_DOCUMENT:_
What you don’t seem to realize is that the reason there is broadband is because companies rely on a “time share” method of dividing up their much much MUCH more expensive WAN connection costs. When you purchase broadband, you’re not purchasing an SLA’ed point-to-point pipe that’s dedicated to you; you’re purchasing a chance for equal use rights to someone else’s pipe. If you’re on cable, then you’re competing with everyone else on your node. If you’re on DSL, then you’re competing with everyone else on your DSLAM. If you’re on FiOS (BPON / GPON), then you’re competing with 32 other people on your splitter. And so on, and so forth.
If you really want 100% guaranteed access to a pipe / dedicated bandwidth, then you need to shop around for a T1, ether, microwave, or some other business class connection. Once you see the prices of these types of links, I guarantee you’ll appreciate your “best effort” broadband connection more.
- Tate
[quote comment="148414"]The problem of bandwidth saturation and download/upload heavy multi-media usage is NOT GOING AWAY. If anything its going to get worse for ISP’s. (and I do know what I’m talking about, I work for an ISP)[/quote]
Sorry, I seemed to have missed this interesting tidbit. I’m going to go out on a limb and guess that you’re not in any kind of upper management position, but rather some level of technical support, right? Just curious.
Oh, and I’m not sure if you were implying otherwise, but if you were, I’d like to point out that telephone connections are still oversold to this day. Typical oversell ratios are from 1:3, all the way to 1:20 and beyond. There’s no justification from a financial or technical aspect to provision at a 1:1 ratio for the PSTN. To undersell and over-structure your company’s backend would be incredibly wasteful and moronic.
- Tate
Hey Comcast CEO Brian Robert: Why do you think people have broadband in the first place? Sheesh. Where do they find these luddites.
The next chapter in the Saga for Comcast will be Chapter 11.
“P2P applications can cripple a network, they’re like leaches. Just because you pay 49.99 for a 1.5-3.0mbps connection doesn’t mean your entitled to use whatever protocols you wish on your ISP’s network without them provisioning it to make the network experience good for all users involved.”
Fuck that shit! The ISPs are leaching us by billing $49 for shitty 3mbit service! Someone point this shit out in the the terms and agreements in the contract. “just because you pay $49 for a 1.5-3.0mbps connection doesn’t mean your entitled…”, my ass. If these fucking ISPs won’t give us comparable bandwidth to what other countries are enjoying for a third the cost, I’ll make sure to get my fucking money worth in service. It’s called getting what you pay for.
[quote comment="148441"]Someone point this shit out in the the terms and agreements in the contract. [/quote]
[quote]Examples of prohibited services and servers include, but are not limited to, e-mail, Web hosting, file sharing, and proxy services and servers[/quote]
Comcast TOS:
http://www.comcast.net/terms/use.jsp
They should sell Mb/sec and GB/hour combos. You’d pay more for 10MB/sec with 36000MB/hour than you would for 10MB/sec with 3600MB/hour. If you exceed your quota, you are sent to a “fast enough to browse the web and read email” “penalty box” until your last-60-minute usage drops below your quota.

_INFORMATION PROVIDED:_
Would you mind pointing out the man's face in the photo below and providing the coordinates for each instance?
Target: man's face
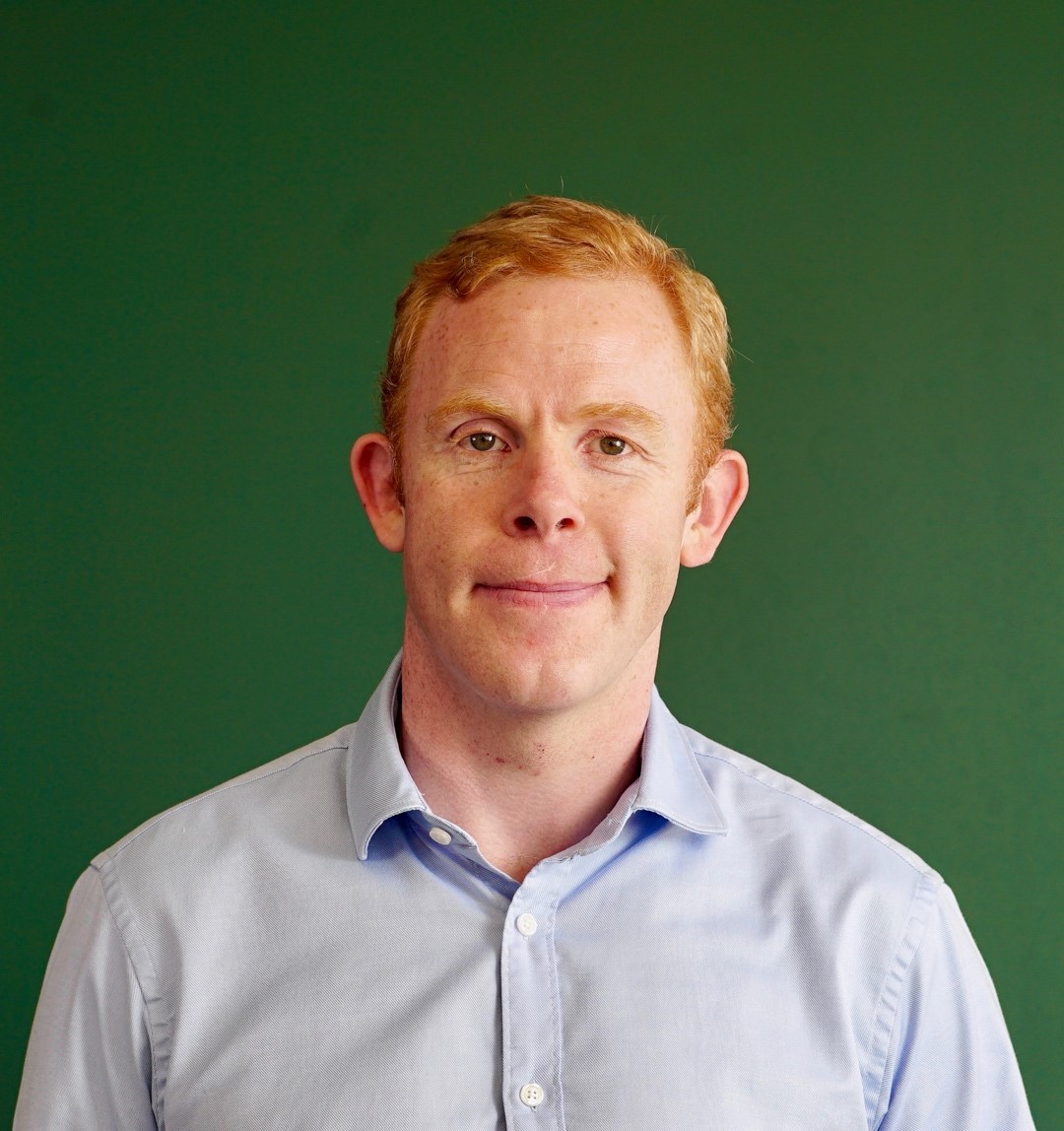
(548, 445)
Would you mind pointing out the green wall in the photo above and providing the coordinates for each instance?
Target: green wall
(206, 213)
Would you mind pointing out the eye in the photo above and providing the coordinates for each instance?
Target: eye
(612, 444)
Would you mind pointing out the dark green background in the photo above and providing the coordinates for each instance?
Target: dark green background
(207, 212)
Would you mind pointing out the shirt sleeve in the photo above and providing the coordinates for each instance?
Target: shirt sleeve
(90, 1060)
(950, 1062)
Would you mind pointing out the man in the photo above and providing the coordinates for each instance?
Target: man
(518, 893)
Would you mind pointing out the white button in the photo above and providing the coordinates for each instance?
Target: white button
(532, 1095)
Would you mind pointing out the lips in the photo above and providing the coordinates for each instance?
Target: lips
(541, 594)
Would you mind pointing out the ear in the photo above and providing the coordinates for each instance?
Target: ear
(371, 468)
(724, 490)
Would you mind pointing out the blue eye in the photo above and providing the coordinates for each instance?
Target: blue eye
(612, 444)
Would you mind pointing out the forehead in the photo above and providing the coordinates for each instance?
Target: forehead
(538, 333)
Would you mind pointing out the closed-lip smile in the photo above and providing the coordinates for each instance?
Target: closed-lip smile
(541, 594)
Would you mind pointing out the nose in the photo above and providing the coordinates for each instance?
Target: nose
(543, 496)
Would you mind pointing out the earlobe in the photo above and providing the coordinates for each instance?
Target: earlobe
(724, 490)
(372, 469)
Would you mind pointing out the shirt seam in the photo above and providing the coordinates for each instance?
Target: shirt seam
(111, 887)
(880, 838)
(885, 1018)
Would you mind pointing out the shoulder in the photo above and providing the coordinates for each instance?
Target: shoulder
(795, 828)
(273, 802)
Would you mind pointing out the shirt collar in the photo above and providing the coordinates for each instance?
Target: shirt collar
(379, 785)
(671, 780)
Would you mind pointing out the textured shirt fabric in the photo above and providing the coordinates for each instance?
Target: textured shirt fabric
(310, 947)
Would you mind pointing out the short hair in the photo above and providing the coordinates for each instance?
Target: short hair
(556, 235)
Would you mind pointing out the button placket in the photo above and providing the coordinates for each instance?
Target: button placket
(532, 1026)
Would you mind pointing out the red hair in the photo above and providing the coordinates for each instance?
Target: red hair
(556, 235)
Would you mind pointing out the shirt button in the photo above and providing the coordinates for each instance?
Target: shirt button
(532, 1095)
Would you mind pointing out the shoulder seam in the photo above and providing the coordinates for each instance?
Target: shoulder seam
(835, 812)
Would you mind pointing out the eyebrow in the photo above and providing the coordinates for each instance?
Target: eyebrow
(476, 404)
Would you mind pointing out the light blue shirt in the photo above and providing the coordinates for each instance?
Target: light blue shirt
(310, 947)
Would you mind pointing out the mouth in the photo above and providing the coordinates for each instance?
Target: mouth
(526, 594)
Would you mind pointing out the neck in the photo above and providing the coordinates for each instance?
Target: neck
(525, 784)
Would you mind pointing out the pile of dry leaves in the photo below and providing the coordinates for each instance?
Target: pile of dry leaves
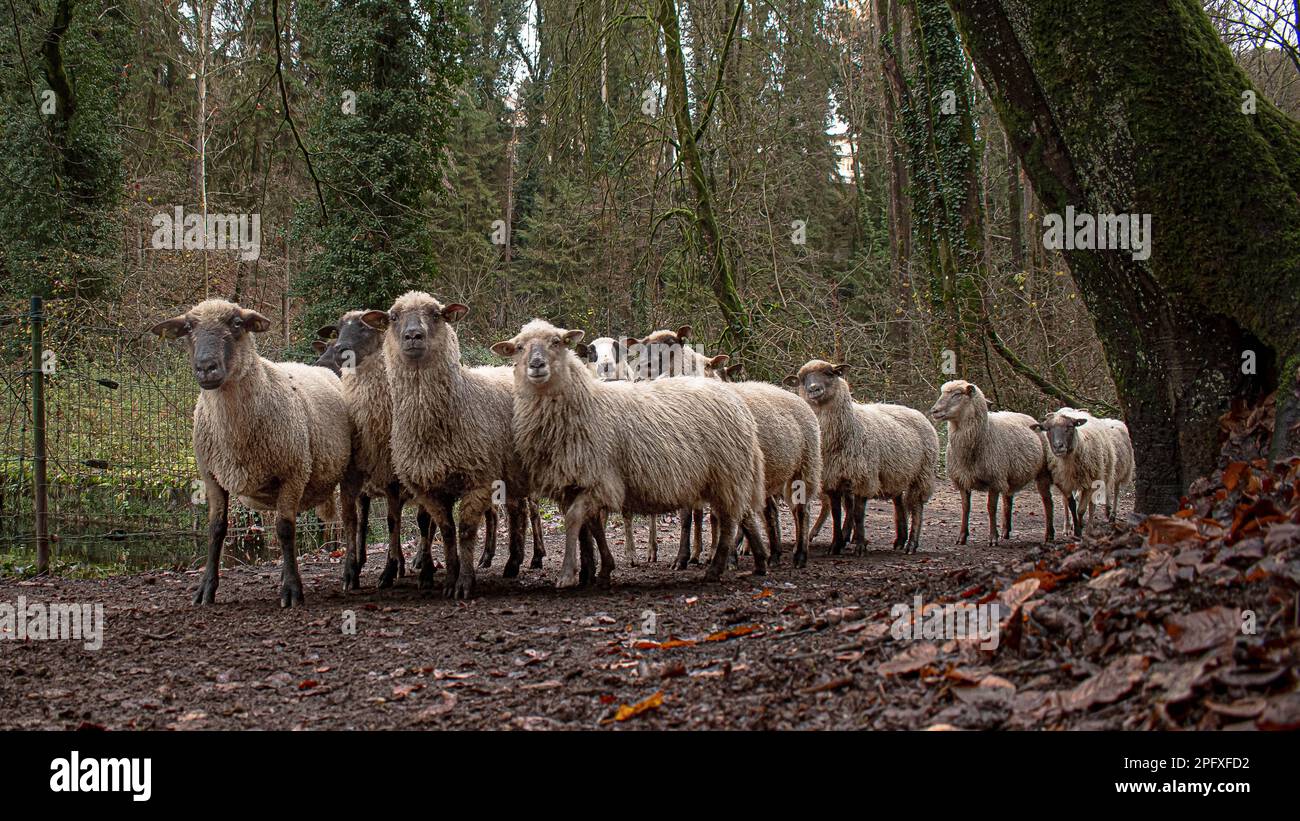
(1162, 621)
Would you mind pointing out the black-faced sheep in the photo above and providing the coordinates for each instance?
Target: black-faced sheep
(273, 434)
(638, 447)
(992, 451)
(450, 433)
(874, 451)
(1084, 455)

_WRITTEN INSTRUCTION:_ Write what comes next in the forum discussion above about broadband overselling and Comcast's handling of P2P traffic, picking up after its final comment.

_RESULT OF THE TASK:_
Heck, this would let them “give” even the low-end customers the highest burst speed possible while making those who generate a lot of traffic pay for it.
They also wouldn’t have to invest in protocol-specific traffic-shaping technology.
To address the needs of heavy downloaders, they can also have “peak” and “off-peak” rates, and offer “buy it when you need it” extra capacity. If I’m on the cheap plan, but want to watch a streaming video, I can buy 2 hours worth of full-speed access right now.
Many thanks for the iptables line. Router set and primed.
Who’d have thought I’d have to use the same trick against my ISP as Chinese users have to use to prevent cencorship?
The world is truly in a handbasket.
I’ve noticed this behavior for almost two months with Comcast. I check online sites that track ISPs who throttle bittorrent. Comcast was never on that list. It’s good to know the truth. The solution to keep your ratio up is to throttle your download until your upload reaches the desired level. Upload works fine until the download is fully completed.
My experience with Qwest DSL in the Portland, OR area: excellent for Bit Torrent. I can get 600-700 KB/s downloads and up to 100 KB/s uploads. Not quite the rates they advertise, but pretty close, and certainly no throttling. Comcast would be a bit cheaper for me, but it sounds like my seeding would be ruined.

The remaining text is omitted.